WHAT IS BEING ASKED: Copy every line below that has the word "target" in it.

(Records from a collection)
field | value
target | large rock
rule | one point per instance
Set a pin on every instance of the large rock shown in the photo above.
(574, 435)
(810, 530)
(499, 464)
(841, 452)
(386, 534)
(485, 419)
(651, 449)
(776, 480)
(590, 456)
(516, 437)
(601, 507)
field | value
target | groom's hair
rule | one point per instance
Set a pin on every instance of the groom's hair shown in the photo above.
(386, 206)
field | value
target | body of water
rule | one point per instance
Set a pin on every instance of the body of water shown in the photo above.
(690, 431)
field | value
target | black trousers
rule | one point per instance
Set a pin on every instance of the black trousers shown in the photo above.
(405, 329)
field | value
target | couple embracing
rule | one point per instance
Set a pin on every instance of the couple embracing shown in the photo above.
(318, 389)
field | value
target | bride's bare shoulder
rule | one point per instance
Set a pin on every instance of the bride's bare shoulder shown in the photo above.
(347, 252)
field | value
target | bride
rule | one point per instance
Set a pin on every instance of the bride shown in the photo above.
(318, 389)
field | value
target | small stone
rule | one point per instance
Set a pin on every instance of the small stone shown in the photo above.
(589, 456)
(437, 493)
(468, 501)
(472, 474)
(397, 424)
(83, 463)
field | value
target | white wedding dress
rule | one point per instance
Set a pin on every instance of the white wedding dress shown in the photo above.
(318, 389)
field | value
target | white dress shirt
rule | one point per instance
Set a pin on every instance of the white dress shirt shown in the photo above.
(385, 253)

RESPONSE FOR THIS EXERCISE:
target | large rock
target | groom's hair
target | body of water
target | black trousers
target | couple embracing
target | bride's bare shoulder
target | bride
target | small stone
target | white wedding dress
target | white dress shirt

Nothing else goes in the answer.